**READING TEXT**.
------------

Using rocsys#
rocsys
is a command-line utility tool used to invoke and control a
profiling session (launch/start/stop/exit) on an application being
traced or profiled. rocsys
is especially useful for selective profiling
of applications with long-running workloads (such as DNN training) as it
allows you to profile and control the application while it is running.
You can also launch the session from one terminal and control the
application using rocsys
from another terminal.
To see all the rocsys
options, run:
rocsys -help
rocsys: launch must be preceded by --session <name>
e.g. rocsys --session <SESSION_NAME> launch <MPI_COMMAND> <MPI_ARGUMENTS> rocprofv2
<ROCPROFV2_OPTIONS> <APP_EXEC>
where all mpiexec options must come before rocsys
rocsys: start must be preceded by --session <name>
rocsys --session <name> start
rocsys: stop must be preceded by --session <name>
rocsys --session <name> stop
rocsys: exit must be preceded by --session <name>
rocsys --session <name> exit
The following are the session management options used with rocsys
in the given
order to achieve selective profiling on the rocprofv2
run:
Launch - Creates a session. After launching the application stops until the session is started as shown in step 2.
/opt/rocm/bin/rocsys --session session1 launch rocprofv2 -i ../samples/input.txt <long_running_app>
ROCSYS:: Session ID: 2109
ROCSYS Session Created!

------------

**EXERCISES**.
- a) According to the rocsys text, what kind of application is rocsys especially useful for when profiling selectively?
- b) List every session command in the rocsys text that must be preceded by --session <name>.
- c) Reproduce everything in the rocsys text from "Using rocsys#" down to "from another terminal.".

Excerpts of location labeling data
------------

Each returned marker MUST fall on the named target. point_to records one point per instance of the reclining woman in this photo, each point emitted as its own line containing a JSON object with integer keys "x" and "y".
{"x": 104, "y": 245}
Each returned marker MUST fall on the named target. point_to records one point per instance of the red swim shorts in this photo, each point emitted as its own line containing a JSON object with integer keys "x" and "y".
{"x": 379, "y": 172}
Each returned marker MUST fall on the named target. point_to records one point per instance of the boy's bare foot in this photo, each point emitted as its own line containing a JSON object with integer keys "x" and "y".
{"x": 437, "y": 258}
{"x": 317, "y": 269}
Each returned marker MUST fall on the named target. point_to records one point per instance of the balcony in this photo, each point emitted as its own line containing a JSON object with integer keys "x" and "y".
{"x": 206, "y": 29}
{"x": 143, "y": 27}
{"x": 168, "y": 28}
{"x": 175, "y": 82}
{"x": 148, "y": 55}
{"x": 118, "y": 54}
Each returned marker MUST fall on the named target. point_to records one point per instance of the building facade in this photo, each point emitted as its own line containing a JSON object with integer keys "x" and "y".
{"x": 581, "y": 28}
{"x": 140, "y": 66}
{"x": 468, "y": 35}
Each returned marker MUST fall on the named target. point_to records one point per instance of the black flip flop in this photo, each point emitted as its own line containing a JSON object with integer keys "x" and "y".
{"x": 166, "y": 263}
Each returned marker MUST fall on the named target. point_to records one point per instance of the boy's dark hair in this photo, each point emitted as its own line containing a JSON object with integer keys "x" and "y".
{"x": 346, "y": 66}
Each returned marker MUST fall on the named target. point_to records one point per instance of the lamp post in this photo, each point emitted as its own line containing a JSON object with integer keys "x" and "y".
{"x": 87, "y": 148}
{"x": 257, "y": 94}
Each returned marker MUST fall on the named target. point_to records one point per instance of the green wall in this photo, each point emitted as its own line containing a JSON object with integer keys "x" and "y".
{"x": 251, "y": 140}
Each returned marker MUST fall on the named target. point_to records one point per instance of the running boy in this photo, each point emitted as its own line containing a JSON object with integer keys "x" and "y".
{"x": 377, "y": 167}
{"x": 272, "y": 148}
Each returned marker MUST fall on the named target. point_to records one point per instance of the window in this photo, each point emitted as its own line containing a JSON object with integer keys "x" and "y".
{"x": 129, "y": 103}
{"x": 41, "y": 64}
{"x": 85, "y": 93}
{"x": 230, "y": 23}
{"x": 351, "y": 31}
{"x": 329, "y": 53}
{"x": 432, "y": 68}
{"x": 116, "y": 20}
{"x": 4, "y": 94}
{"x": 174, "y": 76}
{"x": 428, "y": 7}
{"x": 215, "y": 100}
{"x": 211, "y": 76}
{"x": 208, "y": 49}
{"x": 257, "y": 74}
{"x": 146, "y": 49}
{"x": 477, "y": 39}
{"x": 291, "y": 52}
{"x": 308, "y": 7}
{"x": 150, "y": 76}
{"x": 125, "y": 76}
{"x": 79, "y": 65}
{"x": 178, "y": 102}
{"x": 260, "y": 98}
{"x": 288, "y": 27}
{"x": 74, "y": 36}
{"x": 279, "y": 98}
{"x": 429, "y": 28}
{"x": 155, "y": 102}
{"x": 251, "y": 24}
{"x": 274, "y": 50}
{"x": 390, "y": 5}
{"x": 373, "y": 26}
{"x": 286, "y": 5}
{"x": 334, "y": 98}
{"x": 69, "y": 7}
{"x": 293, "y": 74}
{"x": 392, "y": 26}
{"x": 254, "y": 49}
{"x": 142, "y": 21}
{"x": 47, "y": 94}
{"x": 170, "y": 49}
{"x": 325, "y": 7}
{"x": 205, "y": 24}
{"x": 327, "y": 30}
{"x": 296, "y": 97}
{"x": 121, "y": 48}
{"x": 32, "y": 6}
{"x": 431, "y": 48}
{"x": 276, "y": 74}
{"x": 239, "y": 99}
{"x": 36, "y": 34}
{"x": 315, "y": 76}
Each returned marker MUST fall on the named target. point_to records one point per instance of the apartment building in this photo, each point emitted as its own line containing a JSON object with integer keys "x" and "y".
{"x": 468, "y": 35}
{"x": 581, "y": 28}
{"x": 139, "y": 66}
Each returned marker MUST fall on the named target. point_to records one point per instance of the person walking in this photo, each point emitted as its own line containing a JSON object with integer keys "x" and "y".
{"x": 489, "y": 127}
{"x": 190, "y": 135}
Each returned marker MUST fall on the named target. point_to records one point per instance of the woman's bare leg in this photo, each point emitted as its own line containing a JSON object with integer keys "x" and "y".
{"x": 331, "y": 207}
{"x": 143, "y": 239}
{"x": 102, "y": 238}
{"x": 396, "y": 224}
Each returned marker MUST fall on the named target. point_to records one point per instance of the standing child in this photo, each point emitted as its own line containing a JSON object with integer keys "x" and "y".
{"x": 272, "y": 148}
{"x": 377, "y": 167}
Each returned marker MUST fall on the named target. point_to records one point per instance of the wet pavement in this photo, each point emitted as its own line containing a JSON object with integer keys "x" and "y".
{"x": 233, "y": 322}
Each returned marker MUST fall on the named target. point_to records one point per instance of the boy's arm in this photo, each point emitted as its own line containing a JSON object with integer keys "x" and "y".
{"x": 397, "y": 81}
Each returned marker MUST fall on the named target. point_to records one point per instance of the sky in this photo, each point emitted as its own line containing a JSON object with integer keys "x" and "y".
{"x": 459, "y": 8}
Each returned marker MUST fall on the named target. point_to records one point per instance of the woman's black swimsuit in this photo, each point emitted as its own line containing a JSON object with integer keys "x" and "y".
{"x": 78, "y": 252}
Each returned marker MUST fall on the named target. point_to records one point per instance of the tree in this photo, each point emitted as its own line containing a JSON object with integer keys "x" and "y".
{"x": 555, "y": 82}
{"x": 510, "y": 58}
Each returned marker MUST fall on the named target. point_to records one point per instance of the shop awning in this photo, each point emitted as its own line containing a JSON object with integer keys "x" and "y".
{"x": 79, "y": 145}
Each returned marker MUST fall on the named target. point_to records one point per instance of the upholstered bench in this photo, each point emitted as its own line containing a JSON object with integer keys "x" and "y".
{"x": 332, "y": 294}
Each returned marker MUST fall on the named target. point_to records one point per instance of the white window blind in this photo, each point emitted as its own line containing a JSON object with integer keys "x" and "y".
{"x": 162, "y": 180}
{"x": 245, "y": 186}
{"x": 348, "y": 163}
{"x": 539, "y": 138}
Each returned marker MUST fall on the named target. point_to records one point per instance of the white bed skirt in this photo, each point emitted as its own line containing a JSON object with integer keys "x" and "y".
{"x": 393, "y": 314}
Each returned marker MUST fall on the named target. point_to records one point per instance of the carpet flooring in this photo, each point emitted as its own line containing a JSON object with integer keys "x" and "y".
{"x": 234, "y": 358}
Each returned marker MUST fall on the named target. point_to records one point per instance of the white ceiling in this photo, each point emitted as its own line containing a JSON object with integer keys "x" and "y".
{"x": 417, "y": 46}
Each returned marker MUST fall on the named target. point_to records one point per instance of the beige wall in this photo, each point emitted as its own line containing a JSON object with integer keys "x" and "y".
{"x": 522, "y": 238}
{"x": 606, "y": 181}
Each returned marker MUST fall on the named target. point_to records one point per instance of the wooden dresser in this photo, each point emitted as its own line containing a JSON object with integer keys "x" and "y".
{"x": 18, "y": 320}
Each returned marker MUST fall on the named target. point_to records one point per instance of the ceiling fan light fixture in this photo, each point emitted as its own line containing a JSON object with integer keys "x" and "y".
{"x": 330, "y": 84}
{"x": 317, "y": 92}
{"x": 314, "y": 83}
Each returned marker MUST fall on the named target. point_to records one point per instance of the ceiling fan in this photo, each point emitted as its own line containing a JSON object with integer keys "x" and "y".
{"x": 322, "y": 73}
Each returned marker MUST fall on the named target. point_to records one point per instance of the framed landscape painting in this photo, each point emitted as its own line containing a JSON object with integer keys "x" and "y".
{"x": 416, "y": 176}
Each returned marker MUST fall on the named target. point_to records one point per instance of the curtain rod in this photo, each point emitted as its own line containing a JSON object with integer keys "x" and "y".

------------

**RESULTS OF THE EXERCISE**.
- a) Applications with long-running workloads, such as DNN training.

- b) launch, start, stop, exit

- c)
Using rocsys#
rocsys
is a command-line utility tool used to invoke and control a
profiling session (launch/start/stop/exit) on an application being
traced or profiled. rocsys
is especially useful for selective profiling
of applications with long-running workloads (such as DNN training) as it
allows you to profile and control the application while it is running.
You can also launch the session from one terminal and control the
application using rocsys
from another terminal.